**Exercise directions:** Give back each line of the listing below that contains the string "carpet".

**Input material:**
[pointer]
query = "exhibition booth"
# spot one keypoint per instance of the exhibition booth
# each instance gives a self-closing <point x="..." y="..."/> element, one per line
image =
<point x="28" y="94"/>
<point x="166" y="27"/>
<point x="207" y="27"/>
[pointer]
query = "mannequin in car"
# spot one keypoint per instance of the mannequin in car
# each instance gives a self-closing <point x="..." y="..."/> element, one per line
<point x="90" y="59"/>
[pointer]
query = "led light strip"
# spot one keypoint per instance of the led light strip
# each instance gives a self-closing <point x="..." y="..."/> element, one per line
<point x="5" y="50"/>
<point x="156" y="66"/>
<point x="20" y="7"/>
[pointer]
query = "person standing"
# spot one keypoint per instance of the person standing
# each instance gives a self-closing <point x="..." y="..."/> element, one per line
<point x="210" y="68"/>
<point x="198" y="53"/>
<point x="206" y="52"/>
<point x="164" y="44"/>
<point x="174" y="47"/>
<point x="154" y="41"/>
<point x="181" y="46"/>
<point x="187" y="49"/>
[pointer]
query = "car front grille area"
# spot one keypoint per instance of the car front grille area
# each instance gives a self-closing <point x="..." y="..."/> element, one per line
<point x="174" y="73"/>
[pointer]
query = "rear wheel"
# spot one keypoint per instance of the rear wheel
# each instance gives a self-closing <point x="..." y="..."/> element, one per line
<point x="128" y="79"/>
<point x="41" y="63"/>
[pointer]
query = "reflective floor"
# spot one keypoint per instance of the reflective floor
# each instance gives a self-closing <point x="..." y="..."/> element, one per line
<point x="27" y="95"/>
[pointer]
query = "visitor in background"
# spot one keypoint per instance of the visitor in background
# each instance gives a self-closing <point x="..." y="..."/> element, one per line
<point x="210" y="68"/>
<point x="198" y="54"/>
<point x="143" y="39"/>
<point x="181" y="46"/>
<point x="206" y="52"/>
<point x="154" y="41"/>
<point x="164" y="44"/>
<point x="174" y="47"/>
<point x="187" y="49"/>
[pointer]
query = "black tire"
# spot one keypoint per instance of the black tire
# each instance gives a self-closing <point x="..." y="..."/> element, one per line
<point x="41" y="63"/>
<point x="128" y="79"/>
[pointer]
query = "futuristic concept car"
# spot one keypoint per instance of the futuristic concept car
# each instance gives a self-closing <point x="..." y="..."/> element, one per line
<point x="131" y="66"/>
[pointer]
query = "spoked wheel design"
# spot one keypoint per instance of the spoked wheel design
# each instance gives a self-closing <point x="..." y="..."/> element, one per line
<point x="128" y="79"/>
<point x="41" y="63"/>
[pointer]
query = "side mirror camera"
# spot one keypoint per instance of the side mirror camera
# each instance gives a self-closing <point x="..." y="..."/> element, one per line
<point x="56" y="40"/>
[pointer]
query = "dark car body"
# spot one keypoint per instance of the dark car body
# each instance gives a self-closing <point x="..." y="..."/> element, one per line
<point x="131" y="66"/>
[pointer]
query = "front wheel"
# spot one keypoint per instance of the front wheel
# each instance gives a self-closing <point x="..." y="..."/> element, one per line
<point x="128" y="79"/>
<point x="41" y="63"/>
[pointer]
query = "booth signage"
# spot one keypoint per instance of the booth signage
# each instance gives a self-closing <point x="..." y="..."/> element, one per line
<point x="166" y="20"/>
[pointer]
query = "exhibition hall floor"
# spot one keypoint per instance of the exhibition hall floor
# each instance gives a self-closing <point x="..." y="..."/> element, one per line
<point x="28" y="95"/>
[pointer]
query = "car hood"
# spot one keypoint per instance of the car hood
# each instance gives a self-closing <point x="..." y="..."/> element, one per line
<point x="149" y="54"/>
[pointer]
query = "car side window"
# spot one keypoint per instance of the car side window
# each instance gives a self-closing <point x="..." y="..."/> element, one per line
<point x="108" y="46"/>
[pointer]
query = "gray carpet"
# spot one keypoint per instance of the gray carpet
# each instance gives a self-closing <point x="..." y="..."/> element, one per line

==

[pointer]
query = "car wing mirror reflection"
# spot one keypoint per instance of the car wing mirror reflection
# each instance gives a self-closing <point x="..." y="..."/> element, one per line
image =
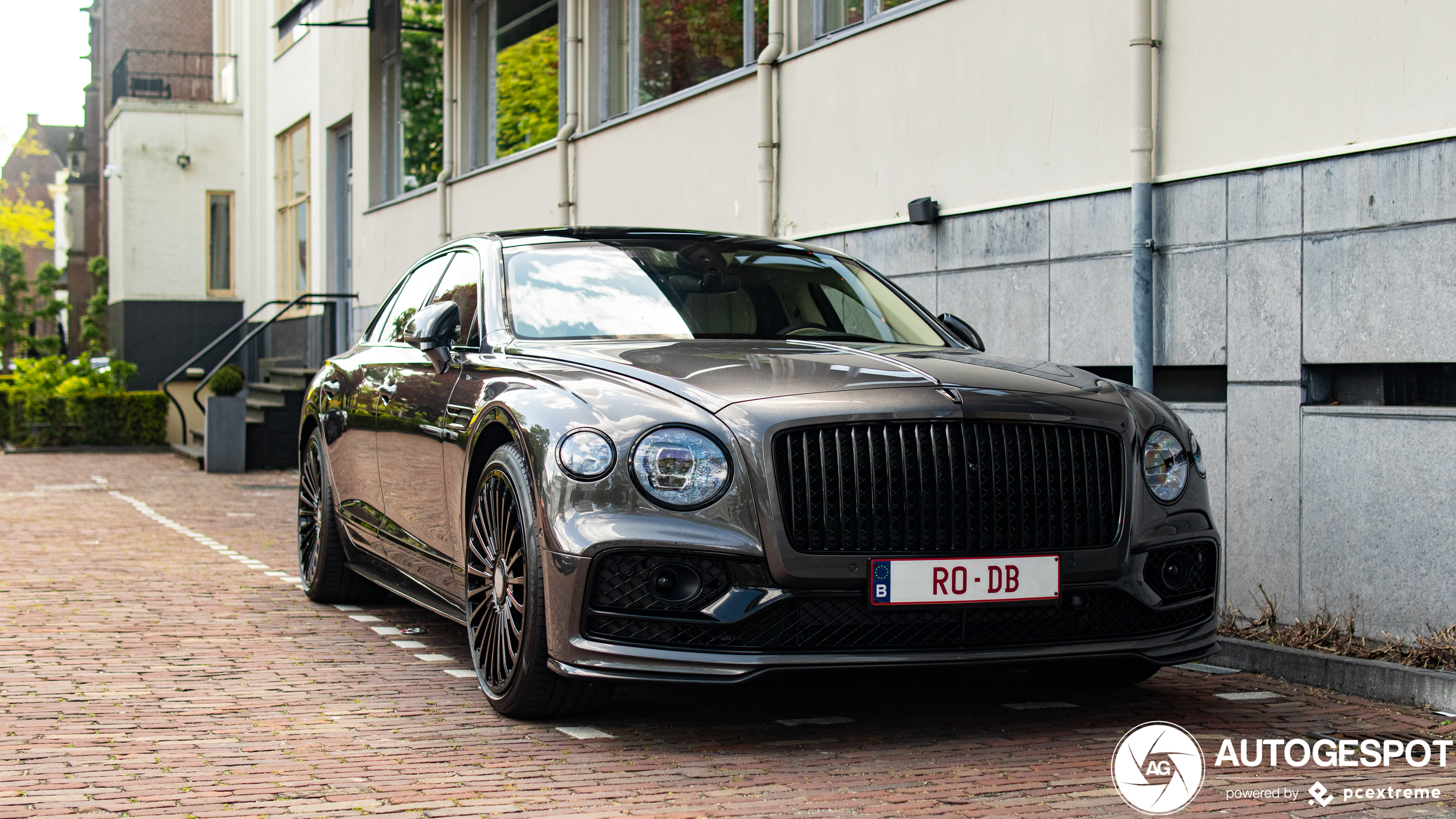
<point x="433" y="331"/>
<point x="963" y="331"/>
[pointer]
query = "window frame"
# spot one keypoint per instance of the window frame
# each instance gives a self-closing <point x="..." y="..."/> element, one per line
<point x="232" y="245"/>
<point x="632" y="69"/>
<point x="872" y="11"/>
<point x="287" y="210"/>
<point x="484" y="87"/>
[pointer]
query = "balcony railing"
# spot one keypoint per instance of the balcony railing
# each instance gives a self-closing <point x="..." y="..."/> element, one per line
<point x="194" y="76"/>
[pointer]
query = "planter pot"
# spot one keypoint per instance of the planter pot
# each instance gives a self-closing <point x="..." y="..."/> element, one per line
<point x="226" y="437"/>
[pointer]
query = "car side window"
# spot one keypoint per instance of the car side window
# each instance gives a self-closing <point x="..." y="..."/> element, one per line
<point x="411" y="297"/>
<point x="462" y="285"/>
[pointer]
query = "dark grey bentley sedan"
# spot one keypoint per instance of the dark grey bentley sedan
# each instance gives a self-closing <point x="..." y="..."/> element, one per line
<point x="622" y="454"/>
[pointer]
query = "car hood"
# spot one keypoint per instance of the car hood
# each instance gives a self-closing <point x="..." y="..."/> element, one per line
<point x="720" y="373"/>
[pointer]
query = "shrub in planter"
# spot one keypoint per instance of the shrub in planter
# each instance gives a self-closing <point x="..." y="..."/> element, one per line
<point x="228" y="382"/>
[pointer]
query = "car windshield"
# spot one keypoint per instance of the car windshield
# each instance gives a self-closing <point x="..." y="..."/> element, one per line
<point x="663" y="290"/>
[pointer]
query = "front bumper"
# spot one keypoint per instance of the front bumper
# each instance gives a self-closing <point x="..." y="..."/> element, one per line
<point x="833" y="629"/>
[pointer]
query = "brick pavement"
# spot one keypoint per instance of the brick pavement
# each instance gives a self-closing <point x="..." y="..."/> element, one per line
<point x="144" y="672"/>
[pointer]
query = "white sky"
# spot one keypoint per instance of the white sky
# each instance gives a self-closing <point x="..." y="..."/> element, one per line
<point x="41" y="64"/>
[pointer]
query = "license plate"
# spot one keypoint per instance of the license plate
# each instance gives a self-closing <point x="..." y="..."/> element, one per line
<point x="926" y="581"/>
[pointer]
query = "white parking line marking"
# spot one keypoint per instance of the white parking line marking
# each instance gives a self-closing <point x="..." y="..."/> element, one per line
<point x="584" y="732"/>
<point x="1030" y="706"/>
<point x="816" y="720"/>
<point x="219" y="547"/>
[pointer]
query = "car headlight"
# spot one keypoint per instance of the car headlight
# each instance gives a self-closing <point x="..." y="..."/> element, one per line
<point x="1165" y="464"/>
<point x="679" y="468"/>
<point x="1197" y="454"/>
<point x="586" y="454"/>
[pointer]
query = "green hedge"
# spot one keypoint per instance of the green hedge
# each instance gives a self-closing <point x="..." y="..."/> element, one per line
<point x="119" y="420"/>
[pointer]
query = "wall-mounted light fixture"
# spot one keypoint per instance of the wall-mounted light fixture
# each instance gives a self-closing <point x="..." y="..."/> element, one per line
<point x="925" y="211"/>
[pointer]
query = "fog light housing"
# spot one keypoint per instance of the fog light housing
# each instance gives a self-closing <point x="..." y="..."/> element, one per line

**Completed task:**
query = "gray carpet"
# spot one keypoint per instance of the gray carpet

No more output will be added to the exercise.